Beginning with the first line, please repeat the entries exactly and end on the line that contains "positive clicks: (26, 227)".

____________________

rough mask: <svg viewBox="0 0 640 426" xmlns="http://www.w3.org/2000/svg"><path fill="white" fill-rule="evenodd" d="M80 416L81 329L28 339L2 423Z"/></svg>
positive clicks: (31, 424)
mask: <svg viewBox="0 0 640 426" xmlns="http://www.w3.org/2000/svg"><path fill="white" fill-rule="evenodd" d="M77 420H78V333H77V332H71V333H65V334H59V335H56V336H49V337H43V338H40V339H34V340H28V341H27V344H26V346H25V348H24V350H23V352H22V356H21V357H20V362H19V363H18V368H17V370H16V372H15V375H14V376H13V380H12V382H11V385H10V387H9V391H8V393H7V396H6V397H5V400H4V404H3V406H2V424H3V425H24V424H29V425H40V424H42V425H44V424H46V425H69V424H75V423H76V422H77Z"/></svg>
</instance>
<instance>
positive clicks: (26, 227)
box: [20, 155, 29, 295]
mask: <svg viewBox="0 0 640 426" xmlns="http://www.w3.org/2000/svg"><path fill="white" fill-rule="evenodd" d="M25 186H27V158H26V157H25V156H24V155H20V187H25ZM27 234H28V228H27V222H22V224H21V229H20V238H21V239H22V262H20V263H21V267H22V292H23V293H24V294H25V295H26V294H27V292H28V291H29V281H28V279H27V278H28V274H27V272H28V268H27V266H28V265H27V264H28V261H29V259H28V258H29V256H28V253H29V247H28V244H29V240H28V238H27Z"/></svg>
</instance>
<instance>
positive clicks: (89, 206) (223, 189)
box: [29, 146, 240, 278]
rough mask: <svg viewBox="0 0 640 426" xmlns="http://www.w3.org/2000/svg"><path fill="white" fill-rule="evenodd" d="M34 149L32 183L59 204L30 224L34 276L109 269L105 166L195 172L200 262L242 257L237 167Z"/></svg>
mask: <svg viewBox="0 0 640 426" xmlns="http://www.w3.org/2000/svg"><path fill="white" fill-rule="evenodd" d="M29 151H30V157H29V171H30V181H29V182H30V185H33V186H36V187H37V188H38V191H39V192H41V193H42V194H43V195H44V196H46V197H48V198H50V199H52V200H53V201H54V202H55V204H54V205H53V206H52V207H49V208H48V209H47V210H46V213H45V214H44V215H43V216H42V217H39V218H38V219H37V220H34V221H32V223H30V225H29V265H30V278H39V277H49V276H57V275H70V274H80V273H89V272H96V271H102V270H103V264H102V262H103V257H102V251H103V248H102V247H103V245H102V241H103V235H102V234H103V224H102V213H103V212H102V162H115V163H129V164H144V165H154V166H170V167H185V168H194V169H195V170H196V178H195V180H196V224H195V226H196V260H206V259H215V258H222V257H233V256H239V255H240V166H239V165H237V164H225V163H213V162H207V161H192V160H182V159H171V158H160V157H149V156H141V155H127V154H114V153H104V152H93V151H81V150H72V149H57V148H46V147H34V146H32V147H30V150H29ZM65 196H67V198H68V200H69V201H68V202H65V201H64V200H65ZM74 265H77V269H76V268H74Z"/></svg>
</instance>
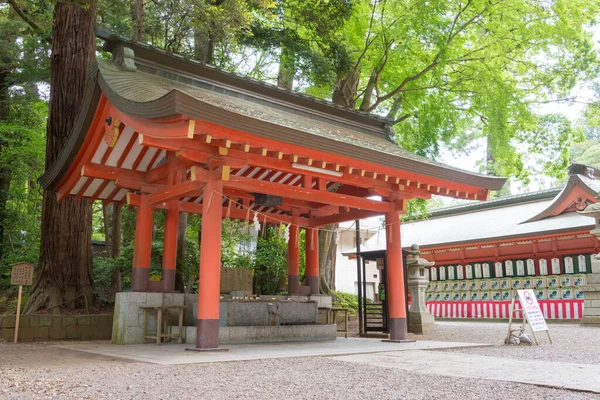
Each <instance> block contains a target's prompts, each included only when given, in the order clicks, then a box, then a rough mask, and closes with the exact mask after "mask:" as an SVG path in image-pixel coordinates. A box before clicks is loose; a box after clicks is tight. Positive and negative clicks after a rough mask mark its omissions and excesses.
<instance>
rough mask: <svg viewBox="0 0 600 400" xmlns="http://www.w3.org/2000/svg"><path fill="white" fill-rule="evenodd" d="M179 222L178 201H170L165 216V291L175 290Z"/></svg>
mask: <svg viewBox="0 0 600 400" xmlns="http://www.w3.org/2000/svg"><path fill="white" fill-rule="evenodd" d="M178 224H179V208H178V202H177V201H172V202H170V203H169V208H168V209H167V213H166V216H165V238H164V245H163V262H162V283H163V292H173V291H175V268H176V266H177V227H178Z"/></svg>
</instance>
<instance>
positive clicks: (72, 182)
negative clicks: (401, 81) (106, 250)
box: [40, 34, 505, 349]
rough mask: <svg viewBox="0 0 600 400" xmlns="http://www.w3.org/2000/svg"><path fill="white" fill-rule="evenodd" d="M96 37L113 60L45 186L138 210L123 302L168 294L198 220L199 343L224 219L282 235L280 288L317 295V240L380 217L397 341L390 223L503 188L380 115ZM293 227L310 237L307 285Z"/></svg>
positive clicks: (206, 332) (219, 302)
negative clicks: (321, 236)
mask: <svg viewBox="0 0 600 400" xmlns="http://www.w3.org/2000/svg"><path fill="white" fill-rule="evenodd" d="M100 36H101V38H102V39H104V40H105V43H104V48H105V50H107V51H109V52H111V53H112V60H111V61H105V60H102V59H97V60H96V61H95V62H94V63H93V65H92V66H91V73H90V76H89V81H88V83H87V88H86V94H85V100H84V102H83V104H82V106H81V110H80V112H79V116H78V118H77V120H76V123H75V126H74V129H73V131H72V132H71V133H70V137H69V139H68V142H67V144H66V145H65V147H64V149H63V150H62V153H61V154H60V156H59V158H58V160H57V162H56V163H55V164H54V165H52V166H51V167H50V168H49V170H48V171H47V172H46V173H45V174H44V175H43V176H42V178H41V179H40V182H41V184H42V185H43V187H44V188H45V189H51V190H54V191H55V192H56V195H57V197H58V199H59V200H61V199H64V198H66V197H67V196H74V197H75V198H77V199H90V200H101V201H104V202H118V203H122V204H127V205H129V206H131V207H136V208H137V218H136V232H135V247H134V258H133V265H132V268H133V274H132V292H134V293H149V292H164V293H169V292H173V290H174V274H175V259H176V244H177V221H178V215H179V213H181V212H186V213H196V214H201V215H202V222H201V224H202V227H201V228H202V235H201V250H200V260H199V288H198V295H197V305H195V307H197V327H196V347H197V348H200V349H213V348H217V347H218V346H219V327H220V326H219V320H220V314H219V313H220V311H219V310H220V309H219V303H220V293H219V291H220V289H219V278H220V277H219V274H220V248H221V232H222V225H221V223H222V219H223V218H226V217H227V218H232V219H240V220H246V221H250V222H252V221H256V220H258V223H260V224H261V225H263V224H277V225H279V224H285V225H288V226H289V247H288V291H289V293H290V294H300V295H306V296H310V295H312V296H316V295H318V294H319V245H318V240H317V235H318V230H319V229H320V228H322V227H323V226H325V225H327V224H333V223H337V222H343V221H350V220H355V219H358V218H366V217H370V216H375V215H382V216H385V222H386V226H387V229H386V235H385V236H386V238H387V239H386V243H387V248H388V255H387V268H388V273H387V278H388V284H389V288H390V289H389V295H388V296H389V317H390V339H391V340H404V339H406V337H407V328H406V326H407V324H406V307H405V295H404V293H405V287H404V277H403V271H404V270H403V267H402V253H401V246H400V238H401V236H400V218H399V216H400V214H402V213H403V212H404V210H405V209H406V201H407V200H409V199H413V198H422V199H428V198H430V197H431V195H433V194H439V195H444V196H451V197H456V198H461V199H477V200H486V199H487V197H488V193H489V191H490V190H497V189H500V188H501V187H502V186H503V184H504V182H505V179H503V178H496V177H488V176H482V175H478V174H473V173H470V172H465V171H460V170H456V169H453V168H451V167H448V166H445V165H443V164H439V163H436V162H433V161H431V160H428V159H425V158H422V157H419V156H416V155H414V154H412V153H409V152H407V151H405V150H403V149H402V148H401V147H400V146H398V145H397V144H396V143H395V141H394V139H393V129H392V128H391V125H390V124H391V121H388V120H386V119H384V118H381V117H377V116H374V115H369V114H366V113H361V112H357V111H354V110H349V109H346V108H342V107H338V106H335V105H333V104H331V103H329V102H326V101H321V100H317V99H315V98H312V97H309V96H306V95H302V94H298V93H294V92H291V91H288V90H282V89H280V88H277V87H275V86H272V85H268V84H264V83H262V82H258V81H255V80H252V79H248V78H245V77H241V76H237V75H234V74H230V73H226V72H223V71H220V70H218V69H215V68H212V67H210V66H206V65H201V64H199V63H196V62H193V61H189V60H187V59H185V58H183V57H179V56H176V55H172V54H168V53H166V52H164V51H160V50H157V49H154V48H151V47H148V46H146V45H143V44H139V43H135V42H131V41H128V40H125V39H123V38H121V37H117V36H115V35H103V34H101V35H100ZM373 196H380V198H381V200H374V199H373V198H372V197H373ZM157 210H165V212H166V222H165V229H164V252H163V258H162V279H161V281H159V282H151V281H150V280H149V271H150V250H151V241H152V226H153V214H154V213H155V212H156V211H157ZM300 229H304V230H305V231H306V238H307V245H306V276H304V277H300V276H299V246H298V237H299V231H300ZM140 298H144V297H140ZM148 298H149V297H148ZM136 304H137V303H136ZM113 336H114V334H113ZM113 341H114V337H113Z"/></svg>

____________________

The answer:
rough mask: <svg viewBox="0 0 640 426" xmlns="http://www.w3.org/2000/svg"><path fill="white" fill-rule="evenodd" d="M80 416L81 329L28 339L2 423Z"/></svg>
positive clicks: (31, 424)
mask: <svg viewBox="0 0 640 426" xmlns="http://www.w3.org/2000/svg"><path fill="white" fill-rule="evenodd" d="M77 420H78V333H77V332H71V333H65V334H59V335H56V336H49V337H43V338H40V339H34V340H28V341H27V344H26V346H25V348H24V350H23V352H22V356H21V357H20V362H19V363H18V368H17V370H16V372H15V375H14V376H13V380H12V382H11V385H10V387H9V391H8V393H7V396H6V397H5V400H4V404H3V406H2V424H3V425H24V424H29V425H40V424H42V425H44V424H46V425H69V424H75V423H76V422H77Z"/></svg>
</instance>
<instance>
positive clicks: (26, 227)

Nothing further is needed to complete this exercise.